Rewrite the lines from the one containing "the **dark ridgeline**?" up to and including the one containing "471 373 L 573" as a JSON list of strings, one string per line and blank lines left out.
--- Start EXTRACTED ENTRIES ---
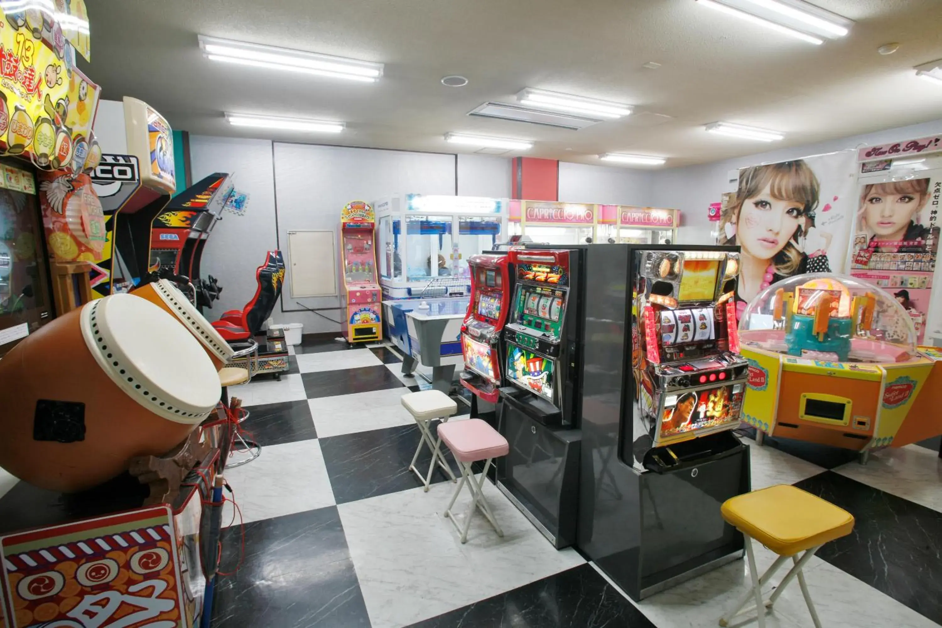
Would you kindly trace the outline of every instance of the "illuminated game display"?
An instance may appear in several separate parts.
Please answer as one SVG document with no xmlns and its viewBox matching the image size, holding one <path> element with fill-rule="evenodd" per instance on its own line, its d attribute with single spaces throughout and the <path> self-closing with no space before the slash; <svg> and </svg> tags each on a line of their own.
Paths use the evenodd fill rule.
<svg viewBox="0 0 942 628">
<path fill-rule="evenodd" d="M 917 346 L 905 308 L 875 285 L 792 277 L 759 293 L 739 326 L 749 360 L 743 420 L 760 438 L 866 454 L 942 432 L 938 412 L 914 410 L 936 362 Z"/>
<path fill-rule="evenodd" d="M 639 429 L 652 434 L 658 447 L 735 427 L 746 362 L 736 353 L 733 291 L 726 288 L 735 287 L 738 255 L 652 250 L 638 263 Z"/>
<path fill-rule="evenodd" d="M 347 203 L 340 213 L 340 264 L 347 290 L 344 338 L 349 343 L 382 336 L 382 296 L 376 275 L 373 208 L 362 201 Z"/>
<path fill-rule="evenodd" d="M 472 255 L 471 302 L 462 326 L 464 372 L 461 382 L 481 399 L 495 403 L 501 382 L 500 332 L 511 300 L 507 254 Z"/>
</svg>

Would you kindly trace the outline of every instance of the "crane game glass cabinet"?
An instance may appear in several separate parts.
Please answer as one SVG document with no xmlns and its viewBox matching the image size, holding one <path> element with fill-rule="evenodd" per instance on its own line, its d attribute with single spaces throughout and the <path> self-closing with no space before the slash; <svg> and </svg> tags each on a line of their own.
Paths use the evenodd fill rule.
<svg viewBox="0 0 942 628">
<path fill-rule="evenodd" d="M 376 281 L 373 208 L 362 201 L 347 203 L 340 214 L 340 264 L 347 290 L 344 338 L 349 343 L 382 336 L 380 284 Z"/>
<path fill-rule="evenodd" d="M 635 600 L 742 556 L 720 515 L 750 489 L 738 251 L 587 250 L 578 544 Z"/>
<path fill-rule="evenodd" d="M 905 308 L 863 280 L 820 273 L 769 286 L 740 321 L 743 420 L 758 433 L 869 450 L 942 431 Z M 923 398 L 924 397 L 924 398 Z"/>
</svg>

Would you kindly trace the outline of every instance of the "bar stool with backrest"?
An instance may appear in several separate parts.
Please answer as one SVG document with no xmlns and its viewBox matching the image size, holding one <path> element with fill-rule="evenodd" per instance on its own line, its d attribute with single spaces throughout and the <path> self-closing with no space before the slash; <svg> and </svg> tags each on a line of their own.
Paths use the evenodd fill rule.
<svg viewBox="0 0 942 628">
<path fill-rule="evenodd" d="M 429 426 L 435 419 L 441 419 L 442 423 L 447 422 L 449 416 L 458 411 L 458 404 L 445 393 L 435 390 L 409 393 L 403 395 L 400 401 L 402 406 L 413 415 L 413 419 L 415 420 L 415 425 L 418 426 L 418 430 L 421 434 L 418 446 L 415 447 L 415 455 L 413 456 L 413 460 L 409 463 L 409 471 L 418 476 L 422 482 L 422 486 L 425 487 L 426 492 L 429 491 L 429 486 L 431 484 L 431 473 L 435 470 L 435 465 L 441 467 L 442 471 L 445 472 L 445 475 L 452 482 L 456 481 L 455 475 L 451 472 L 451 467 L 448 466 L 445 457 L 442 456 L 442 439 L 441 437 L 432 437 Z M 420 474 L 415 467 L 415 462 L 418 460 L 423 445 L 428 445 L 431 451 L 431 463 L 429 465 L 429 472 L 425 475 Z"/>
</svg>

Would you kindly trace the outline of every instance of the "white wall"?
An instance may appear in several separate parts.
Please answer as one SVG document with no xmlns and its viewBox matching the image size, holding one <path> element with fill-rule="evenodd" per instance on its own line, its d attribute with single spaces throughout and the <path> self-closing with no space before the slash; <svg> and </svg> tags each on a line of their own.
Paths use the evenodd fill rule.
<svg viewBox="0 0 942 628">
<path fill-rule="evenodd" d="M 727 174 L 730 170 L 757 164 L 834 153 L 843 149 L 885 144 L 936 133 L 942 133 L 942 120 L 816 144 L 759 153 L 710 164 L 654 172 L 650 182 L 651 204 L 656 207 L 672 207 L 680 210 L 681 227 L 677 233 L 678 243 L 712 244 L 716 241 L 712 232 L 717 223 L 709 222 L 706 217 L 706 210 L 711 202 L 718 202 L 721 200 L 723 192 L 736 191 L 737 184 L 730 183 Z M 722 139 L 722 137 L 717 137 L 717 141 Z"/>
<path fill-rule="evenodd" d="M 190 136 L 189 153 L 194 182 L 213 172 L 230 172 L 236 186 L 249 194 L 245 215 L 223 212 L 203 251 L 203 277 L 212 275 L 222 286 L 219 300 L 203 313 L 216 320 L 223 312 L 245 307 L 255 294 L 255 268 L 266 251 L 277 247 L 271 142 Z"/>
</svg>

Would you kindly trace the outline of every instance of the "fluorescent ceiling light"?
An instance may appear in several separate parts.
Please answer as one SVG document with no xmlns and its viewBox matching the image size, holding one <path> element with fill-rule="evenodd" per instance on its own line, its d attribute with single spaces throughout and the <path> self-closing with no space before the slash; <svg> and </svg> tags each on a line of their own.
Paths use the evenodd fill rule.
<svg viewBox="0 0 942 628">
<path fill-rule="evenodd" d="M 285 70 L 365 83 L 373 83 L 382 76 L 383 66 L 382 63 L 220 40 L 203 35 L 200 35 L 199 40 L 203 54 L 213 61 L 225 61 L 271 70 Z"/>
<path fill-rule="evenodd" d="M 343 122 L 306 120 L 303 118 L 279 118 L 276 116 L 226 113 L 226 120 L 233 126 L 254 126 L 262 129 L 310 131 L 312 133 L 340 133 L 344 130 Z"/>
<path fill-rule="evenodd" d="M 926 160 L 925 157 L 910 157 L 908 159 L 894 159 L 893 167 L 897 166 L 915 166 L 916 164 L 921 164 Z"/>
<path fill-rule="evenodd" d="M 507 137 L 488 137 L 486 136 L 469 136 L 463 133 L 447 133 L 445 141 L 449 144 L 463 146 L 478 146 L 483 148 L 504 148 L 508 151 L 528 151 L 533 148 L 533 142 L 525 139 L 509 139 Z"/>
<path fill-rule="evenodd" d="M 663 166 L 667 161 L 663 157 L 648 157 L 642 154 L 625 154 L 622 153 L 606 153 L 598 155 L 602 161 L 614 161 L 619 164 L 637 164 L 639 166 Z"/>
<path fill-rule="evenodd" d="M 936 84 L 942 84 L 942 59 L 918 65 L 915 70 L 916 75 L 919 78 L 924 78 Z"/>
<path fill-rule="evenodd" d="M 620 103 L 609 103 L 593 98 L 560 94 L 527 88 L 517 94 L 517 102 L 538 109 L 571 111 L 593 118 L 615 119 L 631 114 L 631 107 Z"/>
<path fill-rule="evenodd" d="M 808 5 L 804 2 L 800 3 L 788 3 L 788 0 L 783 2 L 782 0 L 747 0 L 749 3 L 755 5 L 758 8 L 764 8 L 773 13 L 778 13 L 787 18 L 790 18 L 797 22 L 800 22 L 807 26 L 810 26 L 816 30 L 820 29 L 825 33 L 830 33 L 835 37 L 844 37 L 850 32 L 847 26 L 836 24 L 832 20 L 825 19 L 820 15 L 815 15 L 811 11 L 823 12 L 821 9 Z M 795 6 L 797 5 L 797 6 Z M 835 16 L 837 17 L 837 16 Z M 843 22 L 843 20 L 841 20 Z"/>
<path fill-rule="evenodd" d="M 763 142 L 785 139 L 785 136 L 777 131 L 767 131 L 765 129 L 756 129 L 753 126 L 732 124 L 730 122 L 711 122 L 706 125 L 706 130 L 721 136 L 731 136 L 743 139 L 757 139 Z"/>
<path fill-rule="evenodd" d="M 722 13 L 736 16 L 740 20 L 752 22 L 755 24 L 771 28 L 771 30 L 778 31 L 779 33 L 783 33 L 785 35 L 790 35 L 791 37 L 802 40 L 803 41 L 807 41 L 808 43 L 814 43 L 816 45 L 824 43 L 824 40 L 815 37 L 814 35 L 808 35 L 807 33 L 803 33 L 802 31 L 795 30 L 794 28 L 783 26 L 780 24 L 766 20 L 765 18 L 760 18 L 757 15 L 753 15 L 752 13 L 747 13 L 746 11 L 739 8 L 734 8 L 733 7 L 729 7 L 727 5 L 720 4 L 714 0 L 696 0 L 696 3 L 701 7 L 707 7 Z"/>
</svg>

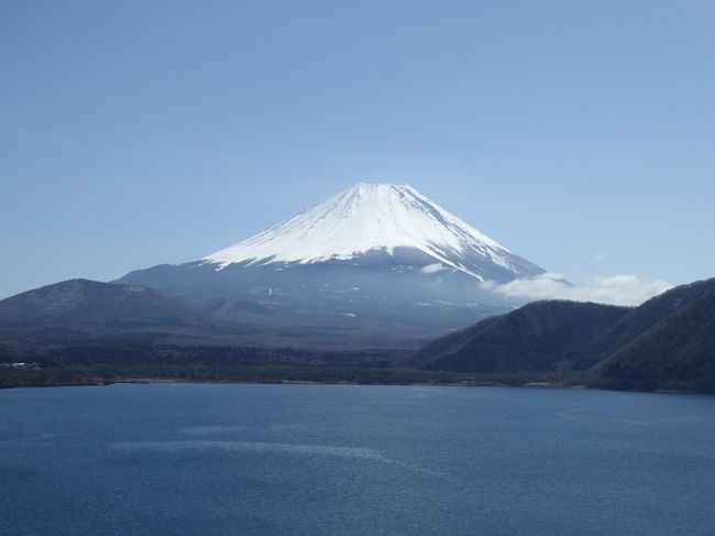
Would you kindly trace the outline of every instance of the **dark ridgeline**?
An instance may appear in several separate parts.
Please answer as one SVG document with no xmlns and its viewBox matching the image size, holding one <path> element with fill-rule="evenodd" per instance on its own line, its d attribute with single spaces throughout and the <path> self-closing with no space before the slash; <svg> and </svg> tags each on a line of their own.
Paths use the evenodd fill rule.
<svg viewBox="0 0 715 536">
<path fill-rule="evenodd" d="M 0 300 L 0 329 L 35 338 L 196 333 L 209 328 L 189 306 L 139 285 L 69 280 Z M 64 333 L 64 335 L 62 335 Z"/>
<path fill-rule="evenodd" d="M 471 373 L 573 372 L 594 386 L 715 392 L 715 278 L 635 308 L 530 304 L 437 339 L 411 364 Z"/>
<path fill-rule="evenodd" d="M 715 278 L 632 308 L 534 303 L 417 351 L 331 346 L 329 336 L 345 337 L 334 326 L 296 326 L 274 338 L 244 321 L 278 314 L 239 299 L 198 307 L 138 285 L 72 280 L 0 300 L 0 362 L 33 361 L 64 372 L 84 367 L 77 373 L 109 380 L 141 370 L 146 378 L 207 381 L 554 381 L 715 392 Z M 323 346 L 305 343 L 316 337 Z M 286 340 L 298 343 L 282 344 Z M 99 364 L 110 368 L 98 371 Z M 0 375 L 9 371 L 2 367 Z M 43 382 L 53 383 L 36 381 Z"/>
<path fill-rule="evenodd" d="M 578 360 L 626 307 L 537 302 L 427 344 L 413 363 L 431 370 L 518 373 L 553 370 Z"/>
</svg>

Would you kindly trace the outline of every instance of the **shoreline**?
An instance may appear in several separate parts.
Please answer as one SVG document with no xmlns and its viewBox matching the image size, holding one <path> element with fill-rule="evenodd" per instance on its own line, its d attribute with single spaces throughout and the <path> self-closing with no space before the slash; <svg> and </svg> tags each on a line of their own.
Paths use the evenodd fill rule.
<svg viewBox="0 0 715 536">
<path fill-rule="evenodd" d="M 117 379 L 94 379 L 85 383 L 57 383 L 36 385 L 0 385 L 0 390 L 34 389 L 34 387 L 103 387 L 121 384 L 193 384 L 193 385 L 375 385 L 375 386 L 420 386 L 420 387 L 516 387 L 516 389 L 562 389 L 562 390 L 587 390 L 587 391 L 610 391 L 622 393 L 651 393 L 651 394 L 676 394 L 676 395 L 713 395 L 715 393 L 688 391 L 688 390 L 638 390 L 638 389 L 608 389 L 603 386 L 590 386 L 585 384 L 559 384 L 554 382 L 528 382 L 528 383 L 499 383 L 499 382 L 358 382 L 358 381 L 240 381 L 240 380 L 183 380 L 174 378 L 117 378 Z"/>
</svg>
--- End EXTRACTED ENTRIES ---
TASK RESULT:
[
  "Would you kindly trace the outline of every instance of the **dark ridgeline**?",
  "An instance may appear in several separate parts.",
  "Please answer as one SVG document with no xmlns and its viewBox matching the image size, holding one <path> element with fill-rule=\"evenodd\" per instance on its own line, its d attribute with single spaces throughout and the <path> self-closing with no space before the slash; <svg> and </svg> tags each on a line of their own.",
  "Paths use the evenodd fill rule.",
  "<svg viewBox=\"0 0 715 536\">",
  "<path fill-rule=\"evenodd\" d=\"M 0 300 L 0 329 L 35 338 L 196 333 L 209 328 L 189 306 L 139 285 L 69 280 Z M 64 333 L 64 335 L 62 335 Z\"/>",
  "<path fill-rule=\"evenodd\" d=\"M 471 373 L 573 372 L 594 386 L 715 392 L 715 278 L 635 308 L 530 304 L 437 339 L 411 364 Z\"/>"
]